[PAGE EXCERPT]
* START *

Hugo Chávez

At the January 2003 World Social Forum in Porto Alegre, Lula’s attendance as Brazil’s new President was a hurried affair, a stop-over on his way to Davos to attend the bosses World Economic Forum. The real star was the man Lula invited to Brazil.

Venezuela’s President Hugo Chávez arrived at the WSF as, “the uncrowned king of the growing popular movement against corporate globalisation” as one account recalls.

Elected in 1998 to massive popular enthusiasm he had spent most of the following two years drawing up a new constitution, getting it passed in a referendum and then forcing all elected office holders including himself to stand for re-election on the basis of it in 2000.

Towards the end of 2001 Congress adopted 49 laws which embraced radical reforms to land ownership, labour laws and education. These laws prompted the Venezuela’s rich and its business class to declare open war on Chávez’s government.

So Chávez arrived at the WSF having faced down a coup attempt in 2002 after being briefly ousted for 24 hours, and in the midst of an oil industry strike engineered by the management to try once more to oust him from power.

Chávez was greeted enthusiastically in Porto Alegre. People lined up for hours to hear him speak. The vast hall was too small and many more spilled onto the surrounding streets to listen to him.

He had something to boast about other than his survival in office. By 2002 unemployment was down, school fees had been abolished, allowing 600,000 more children to enter into education. Child nutrition and infant mortality rates had improved,. Money had been disbursed to thousands of local projects in cities and the countryside.

* END *

[OBJECTIVE]
Reproduce the passage on Hugo Chávez word for word, between "Elected in 1998" and "him from power.", inclusive. The material that follows has no connection to the passage on Hugo Chávez.

[INFORMATION PROVIDED]

* START *

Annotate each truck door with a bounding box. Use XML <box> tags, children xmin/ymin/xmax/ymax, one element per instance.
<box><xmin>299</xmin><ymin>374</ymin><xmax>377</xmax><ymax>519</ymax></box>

* END *

[WRITTEN ANSWER]
Elected in 1998 to massive popular enthusiasm he had spent most of the following two years drawing up a new constitution, getting it passed in a referendum and then forcing all elected office holders including himself to stand for re-election on the basis of it in 2000.

Towards the end of 2001 Congress adopted 49 laws which embraced radical reforms to land ownership, labour laws and education. These laws prompted the Venezuela’s rich and its business class to declare open war on Chávez’s government.

So Chávez arrived at the WSF having faced down a coup attempt in 2002 after being briefly ousted for 24 hours, and in the midst of an oil industry strike engineered by the management to try once more to oust him from power.